====== Excerpted text ======
# Unilateral Laplace Transform's Differentiation Property

I've read in numerous places that the unilateral laplace transform is extermely useful in solving differential equations with initial conditions based on the differentiation property of the unilateral transform:

$$\mathscr{L}{f′(t)}=sF(s)−f(0_−)$$

What i don't understand is why this is possible to do in Laplace but not in the Fourier Transform? Is this related to the dacaying exponential added by the Laplace transform?

I would be grateful for an in-depth answer involving intuition.

• If you look at "transient response" with Laplace xform you will find a lot :) The first real electronics book I read was Transient Response in linear systems. You should realize that these initial terms f(0), f'(0) are the boundary conditions and really are required to analyze a circuit. They can be folded into the Fourier transform but the interpretation/characterization is much harder; and not needed. Be aware that things like Power supplies, motors, and power semiconductors are most stressed during startup; i.e. the worst conditions can occur due to "transients". Mar 30 at 19:40

\begin{align}\mathcal{L}\{f'(t)\}&=\int_{0^-}^{\infty}f'(t)e^{-st}dt\\&=f(t)e^{-st}\Big|_{0^-}^{\infty}+s\underbrace{\int_{0^-}^{\infty}f(t)e^{-st}dt}_{F(s)}\\&=\lim_{t\to\infty}f(t)e^{-st}-f(0^-)+sF(s)\tag{1}\end{align}
The first term in $$(1)$$ is only guaranteed to vanish for $$t\to\infty$$ if $$\text{Re}\{s\}>\alpha$$ for some value $$\alpha$$. So even if you define a unilateral Fourier transform, that term may not vanish in general.
====== Entries shown ======
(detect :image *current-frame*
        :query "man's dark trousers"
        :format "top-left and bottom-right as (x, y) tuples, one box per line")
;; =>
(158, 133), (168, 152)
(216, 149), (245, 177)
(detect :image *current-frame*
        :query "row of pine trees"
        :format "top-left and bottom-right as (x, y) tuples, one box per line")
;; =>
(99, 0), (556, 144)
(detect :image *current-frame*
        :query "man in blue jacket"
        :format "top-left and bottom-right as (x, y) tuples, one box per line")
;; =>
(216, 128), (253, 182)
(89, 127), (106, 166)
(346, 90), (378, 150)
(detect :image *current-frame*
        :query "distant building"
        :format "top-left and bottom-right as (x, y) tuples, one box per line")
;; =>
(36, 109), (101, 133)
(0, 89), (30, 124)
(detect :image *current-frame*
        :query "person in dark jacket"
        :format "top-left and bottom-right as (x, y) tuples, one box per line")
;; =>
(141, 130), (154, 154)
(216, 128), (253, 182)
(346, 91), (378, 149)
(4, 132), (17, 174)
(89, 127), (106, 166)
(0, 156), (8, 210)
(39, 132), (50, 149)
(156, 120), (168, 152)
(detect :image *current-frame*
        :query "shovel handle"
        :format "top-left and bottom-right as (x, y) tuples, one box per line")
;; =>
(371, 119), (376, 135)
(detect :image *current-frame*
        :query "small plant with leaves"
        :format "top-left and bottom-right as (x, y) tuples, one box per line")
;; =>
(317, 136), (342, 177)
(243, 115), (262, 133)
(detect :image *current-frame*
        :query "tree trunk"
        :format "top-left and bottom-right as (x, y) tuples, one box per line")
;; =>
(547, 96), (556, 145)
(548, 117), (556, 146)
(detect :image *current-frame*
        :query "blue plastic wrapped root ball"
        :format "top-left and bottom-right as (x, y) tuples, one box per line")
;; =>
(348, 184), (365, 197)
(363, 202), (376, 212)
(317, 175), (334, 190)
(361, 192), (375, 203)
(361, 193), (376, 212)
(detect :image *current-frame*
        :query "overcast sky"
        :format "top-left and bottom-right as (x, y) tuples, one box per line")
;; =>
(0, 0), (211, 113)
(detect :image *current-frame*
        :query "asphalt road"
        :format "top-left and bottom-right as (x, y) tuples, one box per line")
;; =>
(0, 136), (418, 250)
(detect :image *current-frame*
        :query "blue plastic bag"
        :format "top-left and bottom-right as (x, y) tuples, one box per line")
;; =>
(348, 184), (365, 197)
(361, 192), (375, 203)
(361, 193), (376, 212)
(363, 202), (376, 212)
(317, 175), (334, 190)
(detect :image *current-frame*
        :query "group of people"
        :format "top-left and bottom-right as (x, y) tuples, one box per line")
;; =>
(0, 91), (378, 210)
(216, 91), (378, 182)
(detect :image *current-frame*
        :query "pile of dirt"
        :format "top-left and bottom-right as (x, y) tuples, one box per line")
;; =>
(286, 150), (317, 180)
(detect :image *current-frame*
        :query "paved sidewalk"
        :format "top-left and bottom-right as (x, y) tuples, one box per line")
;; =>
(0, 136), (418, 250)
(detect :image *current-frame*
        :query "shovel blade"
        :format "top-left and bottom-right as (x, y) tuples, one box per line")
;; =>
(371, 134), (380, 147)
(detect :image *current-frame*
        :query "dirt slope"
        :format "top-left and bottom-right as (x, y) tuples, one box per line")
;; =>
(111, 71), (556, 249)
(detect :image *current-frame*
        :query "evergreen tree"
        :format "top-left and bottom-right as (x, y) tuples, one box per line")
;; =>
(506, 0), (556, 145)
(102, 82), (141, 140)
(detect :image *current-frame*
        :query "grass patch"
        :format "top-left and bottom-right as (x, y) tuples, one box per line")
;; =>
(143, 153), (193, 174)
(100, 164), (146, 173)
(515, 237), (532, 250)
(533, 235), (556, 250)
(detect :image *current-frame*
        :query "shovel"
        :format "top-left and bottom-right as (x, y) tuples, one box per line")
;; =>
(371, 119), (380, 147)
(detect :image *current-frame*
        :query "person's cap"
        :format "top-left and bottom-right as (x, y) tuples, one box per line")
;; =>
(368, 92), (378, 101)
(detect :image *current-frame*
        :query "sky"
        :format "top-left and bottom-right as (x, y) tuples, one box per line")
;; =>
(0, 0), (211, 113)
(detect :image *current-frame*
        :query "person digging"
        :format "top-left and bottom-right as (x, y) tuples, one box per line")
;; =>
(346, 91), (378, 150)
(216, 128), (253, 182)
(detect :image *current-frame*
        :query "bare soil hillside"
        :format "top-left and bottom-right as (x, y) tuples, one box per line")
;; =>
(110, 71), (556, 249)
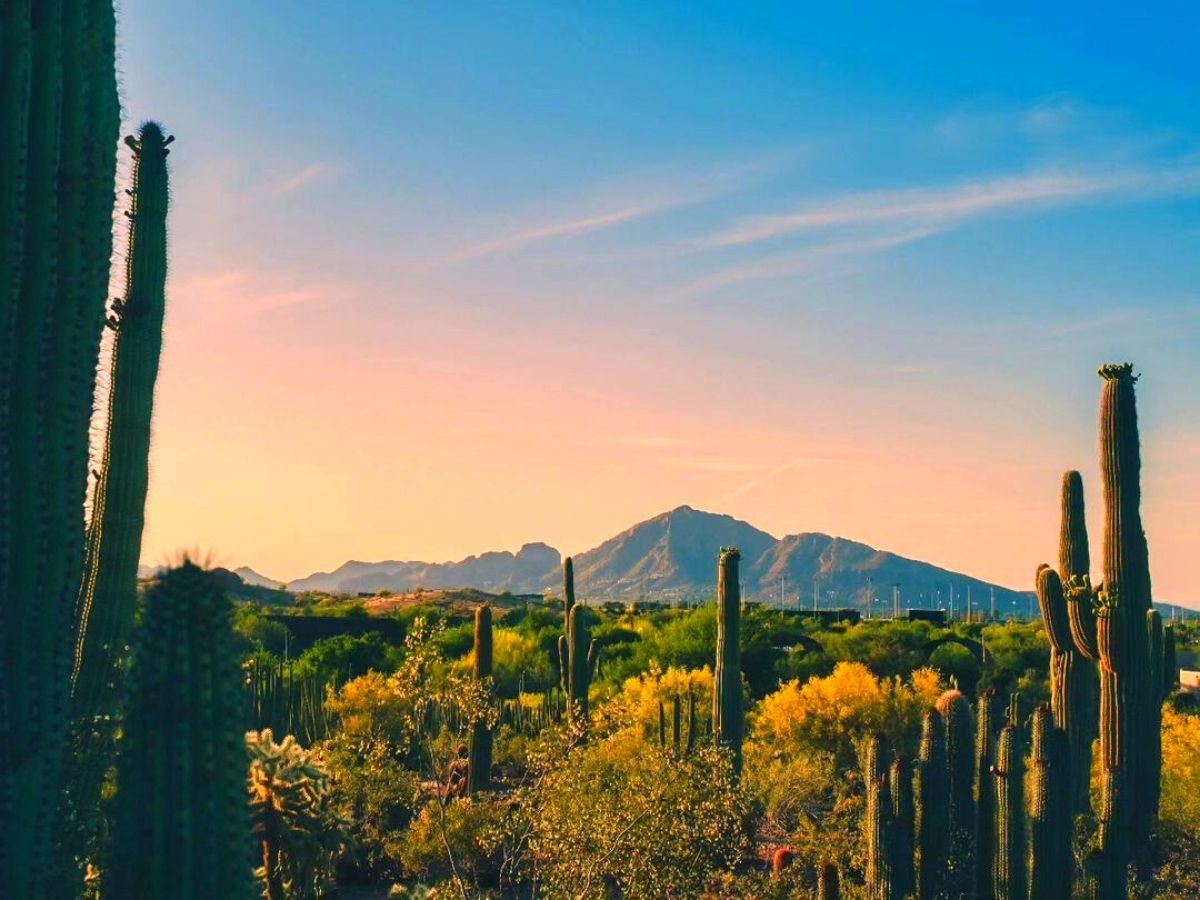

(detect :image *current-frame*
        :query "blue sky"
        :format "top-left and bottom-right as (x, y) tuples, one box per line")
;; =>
(120, 0), (1200, 596)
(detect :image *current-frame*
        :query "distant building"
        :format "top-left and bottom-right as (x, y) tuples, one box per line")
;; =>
(908, 610), (946, 625)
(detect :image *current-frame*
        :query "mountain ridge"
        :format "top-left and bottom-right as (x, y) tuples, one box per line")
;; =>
(278, 505), (1032, 614)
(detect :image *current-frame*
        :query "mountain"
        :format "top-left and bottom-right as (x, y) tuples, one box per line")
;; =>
(288, 544), (562, 594)
(573, 506), (776, 595)
(233, 565), (283, 589)
(287, 506), (1031, 614)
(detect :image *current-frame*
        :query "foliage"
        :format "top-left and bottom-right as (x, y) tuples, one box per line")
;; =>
(530, 730), (750, 898)
(752, 662), (944, 769)
(246, 728), (348, 900)
(1159, 707), (1200, 834)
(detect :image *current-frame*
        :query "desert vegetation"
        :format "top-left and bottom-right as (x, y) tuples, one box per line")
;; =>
(0, 0), (1200, 900)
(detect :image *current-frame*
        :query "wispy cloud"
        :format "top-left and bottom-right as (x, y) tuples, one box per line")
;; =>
(707, 166), (1200, 247)
(670, 227), (940, 300)
(443, 206), (659, 263)
(439, 150), (797, 265)
(174, 270), (344, 322)
(272, 162), (338, 197)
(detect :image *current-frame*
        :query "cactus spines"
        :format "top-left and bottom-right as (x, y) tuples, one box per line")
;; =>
======
Exercise instructions:
(a) Rewrite the Laplace transform discussion starting at "# Unilateral Laplace" and ending at "answer involving intuition.", renaming "initial conditions" to "starting values".
(b) List every kind of equipment that the Laplace transform discussion says is most stressed during startup.
The material was taken from a different source than the Laplace transform discussion.

Solution list:
(a)
# Unilateral Laplace Transform's Differentiation Property

I've read in numerous places that the unilateral laplace transform is extermely useful in solving differential equations with starting values based on the differentiation property of the unilateral transform:

$$\mathscr{L}{f′(t)}=sF(s)−f(0_−)$$

What i don't understand is why this is possible to do in Laplace but not in the Fourier Transform? Is this related to the dacaying exponential added by the Laplace transform?

I would be grateful for an in-depth answer involving intuition.

(b) Power supplies, motors, and power semiconductors.